-- Start RECORDS SHOWN --

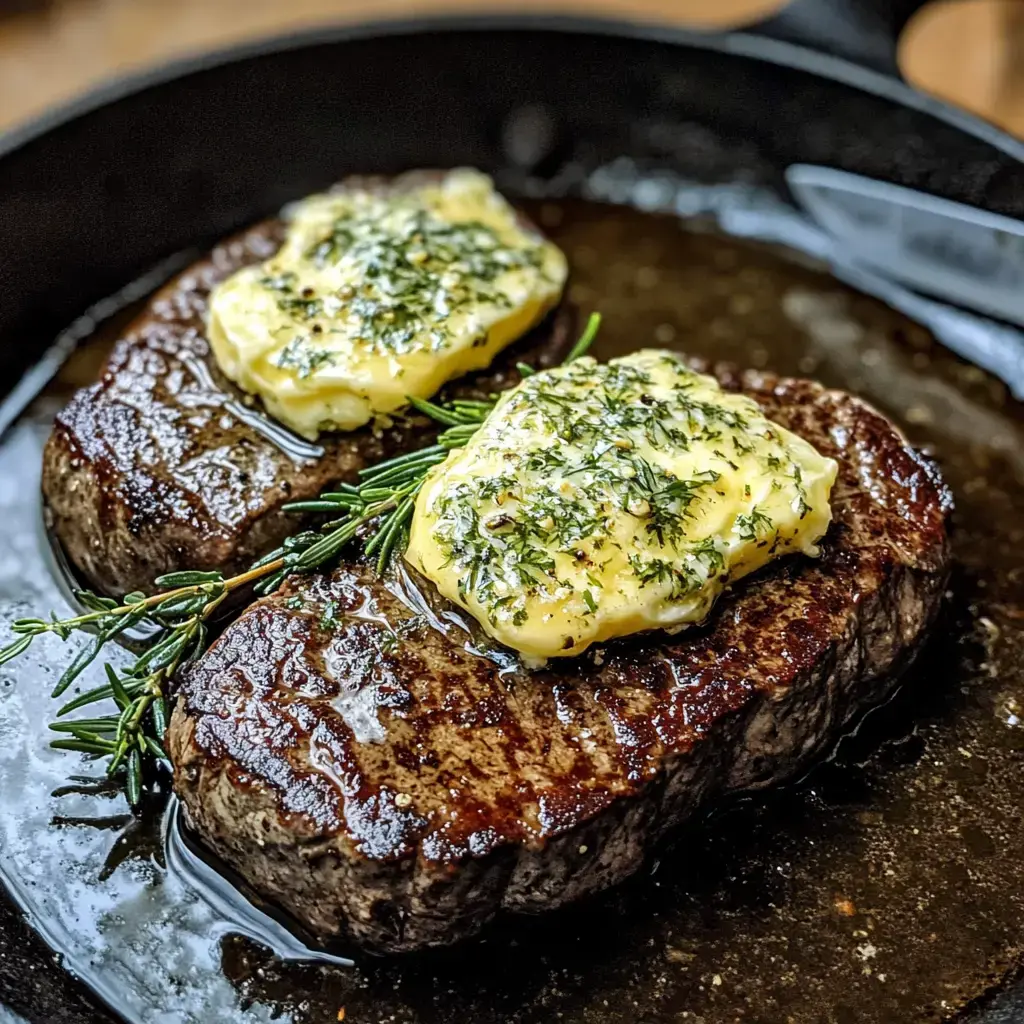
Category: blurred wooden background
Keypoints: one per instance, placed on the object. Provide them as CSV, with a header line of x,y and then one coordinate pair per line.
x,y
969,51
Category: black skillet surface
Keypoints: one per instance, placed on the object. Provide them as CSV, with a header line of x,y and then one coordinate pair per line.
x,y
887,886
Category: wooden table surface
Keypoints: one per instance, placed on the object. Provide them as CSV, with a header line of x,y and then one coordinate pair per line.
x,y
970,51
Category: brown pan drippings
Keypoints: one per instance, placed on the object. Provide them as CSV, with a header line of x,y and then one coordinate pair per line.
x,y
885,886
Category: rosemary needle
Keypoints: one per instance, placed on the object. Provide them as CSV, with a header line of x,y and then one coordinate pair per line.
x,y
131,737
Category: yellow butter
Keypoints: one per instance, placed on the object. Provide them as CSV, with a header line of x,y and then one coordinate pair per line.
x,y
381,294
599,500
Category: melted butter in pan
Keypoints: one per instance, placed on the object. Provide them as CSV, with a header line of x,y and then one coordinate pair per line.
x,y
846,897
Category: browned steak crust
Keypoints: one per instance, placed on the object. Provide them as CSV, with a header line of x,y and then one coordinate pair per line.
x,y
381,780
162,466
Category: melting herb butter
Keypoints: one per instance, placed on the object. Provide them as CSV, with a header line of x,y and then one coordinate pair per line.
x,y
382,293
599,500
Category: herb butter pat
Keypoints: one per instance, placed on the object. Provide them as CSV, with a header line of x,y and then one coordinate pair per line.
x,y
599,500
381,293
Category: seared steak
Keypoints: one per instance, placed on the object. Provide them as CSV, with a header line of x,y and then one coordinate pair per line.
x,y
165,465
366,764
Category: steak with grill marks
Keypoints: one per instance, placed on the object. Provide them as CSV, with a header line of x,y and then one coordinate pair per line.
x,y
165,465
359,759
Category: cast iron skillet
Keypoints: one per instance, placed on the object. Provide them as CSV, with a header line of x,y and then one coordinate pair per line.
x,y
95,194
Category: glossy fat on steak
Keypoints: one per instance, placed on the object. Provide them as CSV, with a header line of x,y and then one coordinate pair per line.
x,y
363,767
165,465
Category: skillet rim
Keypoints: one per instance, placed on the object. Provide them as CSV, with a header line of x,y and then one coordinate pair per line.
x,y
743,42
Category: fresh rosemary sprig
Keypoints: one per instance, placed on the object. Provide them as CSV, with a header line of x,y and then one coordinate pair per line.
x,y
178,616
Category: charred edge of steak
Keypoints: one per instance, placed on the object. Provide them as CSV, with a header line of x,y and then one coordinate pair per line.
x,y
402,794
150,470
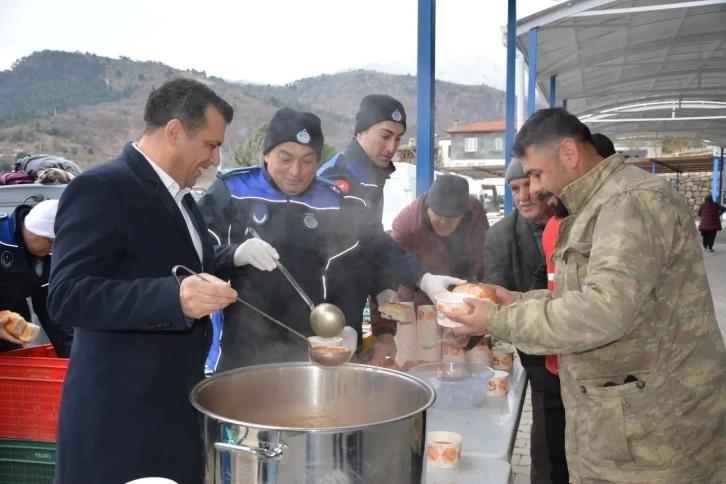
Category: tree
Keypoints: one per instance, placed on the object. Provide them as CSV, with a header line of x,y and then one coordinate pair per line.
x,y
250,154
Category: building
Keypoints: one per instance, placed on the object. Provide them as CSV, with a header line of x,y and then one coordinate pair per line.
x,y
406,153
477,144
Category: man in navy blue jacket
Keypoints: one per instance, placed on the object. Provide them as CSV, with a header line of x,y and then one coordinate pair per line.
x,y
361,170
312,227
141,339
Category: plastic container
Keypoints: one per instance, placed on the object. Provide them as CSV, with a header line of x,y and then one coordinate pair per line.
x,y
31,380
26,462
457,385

-- End RECORDS SHOWN --
-- Start RECORDS SHOWN --

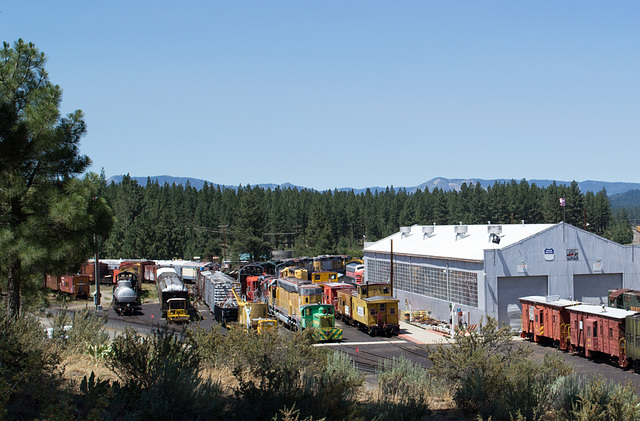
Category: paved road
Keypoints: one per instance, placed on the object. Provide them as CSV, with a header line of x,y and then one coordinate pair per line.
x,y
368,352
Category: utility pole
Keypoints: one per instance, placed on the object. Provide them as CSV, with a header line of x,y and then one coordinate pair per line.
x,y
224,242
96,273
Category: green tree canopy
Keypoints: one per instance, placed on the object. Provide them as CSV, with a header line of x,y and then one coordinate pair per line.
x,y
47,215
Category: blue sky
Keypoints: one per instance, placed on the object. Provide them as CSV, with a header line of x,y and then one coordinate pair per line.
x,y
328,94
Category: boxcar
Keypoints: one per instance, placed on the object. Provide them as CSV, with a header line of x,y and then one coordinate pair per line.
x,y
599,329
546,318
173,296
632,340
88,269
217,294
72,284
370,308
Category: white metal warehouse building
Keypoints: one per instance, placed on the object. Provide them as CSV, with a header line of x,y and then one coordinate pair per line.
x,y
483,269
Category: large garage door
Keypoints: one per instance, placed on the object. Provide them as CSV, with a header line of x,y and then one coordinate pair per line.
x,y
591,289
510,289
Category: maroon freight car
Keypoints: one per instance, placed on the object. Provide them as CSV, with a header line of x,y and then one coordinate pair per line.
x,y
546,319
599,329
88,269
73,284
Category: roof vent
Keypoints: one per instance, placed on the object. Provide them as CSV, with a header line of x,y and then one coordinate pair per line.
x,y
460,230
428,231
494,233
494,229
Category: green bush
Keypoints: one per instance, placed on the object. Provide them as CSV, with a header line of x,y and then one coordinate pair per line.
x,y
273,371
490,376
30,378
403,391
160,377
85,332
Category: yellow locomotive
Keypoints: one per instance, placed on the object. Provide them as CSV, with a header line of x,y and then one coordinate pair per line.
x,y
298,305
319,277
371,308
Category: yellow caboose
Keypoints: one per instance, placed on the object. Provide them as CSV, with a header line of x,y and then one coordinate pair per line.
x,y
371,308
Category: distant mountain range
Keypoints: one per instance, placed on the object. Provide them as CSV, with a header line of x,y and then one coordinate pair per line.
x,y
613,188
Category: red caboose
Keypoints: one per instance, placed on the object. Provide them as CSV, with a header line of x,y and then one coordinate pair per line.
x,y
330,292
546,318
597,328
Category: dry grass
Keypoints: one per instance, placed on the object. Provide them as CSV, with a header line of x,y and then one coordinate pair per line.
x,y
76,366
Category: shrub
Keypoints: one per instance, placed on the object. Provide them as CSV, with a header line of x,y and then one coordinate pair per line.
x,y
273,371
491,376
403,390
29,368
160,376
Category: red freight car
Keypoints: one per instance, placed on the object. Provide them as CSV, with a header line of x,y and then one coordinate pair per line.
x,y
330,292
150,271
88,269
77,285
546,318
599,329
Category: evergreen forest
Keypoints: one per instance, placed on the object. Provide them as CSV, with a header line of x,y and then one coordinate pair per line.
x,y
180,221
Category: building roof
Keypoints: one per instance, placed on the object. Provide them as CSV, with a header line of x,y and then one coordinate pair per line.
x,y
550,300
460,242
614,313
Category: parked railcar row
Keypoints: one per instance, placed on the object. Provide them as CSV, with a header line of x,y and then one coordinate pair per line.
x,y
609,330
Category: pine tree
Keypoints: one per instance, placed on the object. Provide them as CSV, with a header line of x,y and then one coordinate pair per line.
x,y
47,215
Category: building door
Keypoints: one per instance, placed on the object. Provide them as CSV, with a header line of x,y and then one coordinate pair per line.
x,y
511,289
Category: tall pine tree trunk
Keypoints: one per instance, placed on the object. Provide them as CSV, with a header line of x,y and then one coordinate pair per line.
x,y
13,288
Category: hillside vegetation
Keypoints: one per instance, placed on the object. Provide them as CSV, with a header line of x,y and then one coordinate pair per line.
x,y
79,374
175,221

-- End RECORDS SHOWN --
-- Start RECORDS SHOWN --

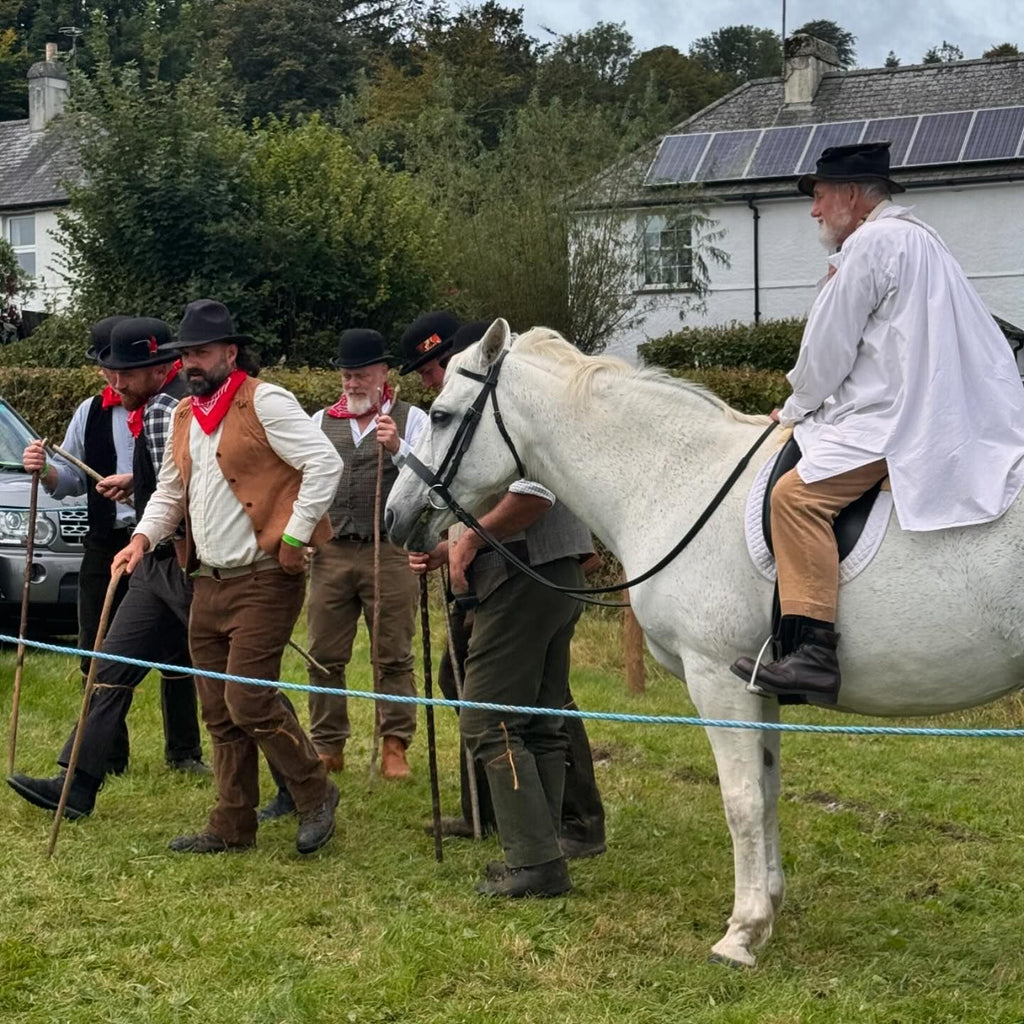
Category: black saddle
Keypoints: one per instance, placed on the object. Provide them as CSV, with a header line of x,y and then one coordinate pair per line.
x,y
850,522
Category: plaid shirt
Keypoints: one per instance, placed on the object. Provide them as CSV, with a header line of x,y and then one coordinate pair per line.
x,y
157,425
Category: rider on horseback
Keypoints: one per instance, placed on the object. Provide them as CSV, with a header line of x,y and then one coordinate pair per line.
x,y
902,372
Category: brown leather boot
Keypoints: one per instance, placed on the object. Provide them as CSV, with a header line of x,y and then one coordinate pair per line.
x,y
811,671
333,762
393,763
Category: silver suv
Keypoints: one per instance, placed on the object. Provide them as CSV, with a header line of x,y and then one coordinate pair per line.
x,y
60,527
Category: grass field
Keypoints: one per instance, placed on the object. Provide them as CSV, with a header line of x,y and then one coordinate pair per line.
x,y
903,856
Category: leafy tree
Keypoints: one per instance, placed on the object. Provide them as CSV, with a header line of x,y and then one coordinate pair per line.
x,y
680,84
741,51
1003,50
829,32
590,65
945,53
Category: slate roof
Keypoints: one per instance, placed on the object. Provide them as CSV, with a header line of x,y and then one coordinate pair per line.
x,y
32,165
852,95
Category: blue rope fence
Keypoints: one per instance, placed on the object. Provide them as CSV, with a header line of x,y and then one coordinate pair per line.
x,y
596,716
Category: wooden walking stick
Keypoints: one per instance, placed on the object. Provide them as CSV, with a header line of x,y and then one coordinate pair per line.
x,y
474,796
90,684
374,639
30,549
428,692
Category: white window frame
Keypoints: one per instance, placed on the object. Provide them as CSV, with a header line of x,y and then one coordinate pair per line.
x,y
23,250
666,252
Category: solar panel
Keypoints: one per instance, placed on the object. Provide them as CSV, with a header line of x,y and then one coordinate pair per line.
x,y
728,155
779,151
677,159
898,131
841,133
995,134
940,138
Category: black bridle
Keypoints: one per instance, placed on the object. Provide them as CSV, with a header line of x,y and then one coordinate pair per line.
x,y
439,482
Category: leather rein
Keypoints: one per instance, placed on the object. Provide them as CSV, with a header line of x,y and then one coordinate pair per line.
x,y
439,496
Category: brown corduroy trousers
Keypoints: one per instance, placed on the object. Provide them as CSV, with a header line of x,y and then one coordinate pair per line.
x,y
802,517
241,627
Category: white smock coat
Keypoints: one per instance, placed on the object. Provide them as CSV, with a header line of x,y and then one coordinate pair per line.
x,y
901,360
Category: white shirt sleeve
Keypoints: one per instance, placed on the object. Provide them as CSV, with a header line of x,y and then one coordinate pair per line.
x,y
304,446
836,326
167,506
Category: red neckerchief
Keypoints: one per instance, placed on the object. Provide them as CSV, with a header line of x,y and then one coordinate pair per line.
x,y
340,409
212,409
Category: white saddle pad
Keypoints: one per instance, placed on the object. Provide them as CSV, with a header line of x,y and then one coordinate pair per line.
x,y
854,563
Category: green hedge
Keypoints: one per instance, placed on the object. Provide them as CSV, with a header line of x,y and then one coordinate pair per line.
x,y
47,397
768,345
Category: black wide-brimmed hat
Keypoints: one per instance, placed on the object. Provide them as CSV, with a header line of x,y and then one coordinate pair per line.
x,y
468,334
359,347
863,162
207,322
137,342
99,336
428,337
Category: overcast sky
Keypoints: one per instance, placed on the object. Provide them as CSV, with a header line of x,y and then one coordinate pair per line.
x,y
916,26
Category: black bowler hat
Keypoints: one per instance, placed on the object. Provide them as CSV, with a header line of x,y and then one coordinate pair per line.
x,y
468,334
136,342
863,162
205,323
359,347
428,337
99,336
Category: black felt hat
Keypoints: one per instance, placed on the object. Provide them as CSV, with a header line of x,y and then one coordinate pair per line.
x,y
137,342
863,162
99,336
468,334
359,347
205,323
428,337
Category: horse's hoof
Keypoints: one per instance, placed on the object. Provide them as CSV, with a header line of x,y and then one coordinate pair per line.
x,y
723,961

-- End RECORDS SHOWN --

WRITTEN REQUEST
Extract each line of the rows above that contains the string "tree". Case counts.

RESULT
Category: tree
Category: green tree canopy
Category: pine tree
Category: tall pine tree trunk
Category: leafy tree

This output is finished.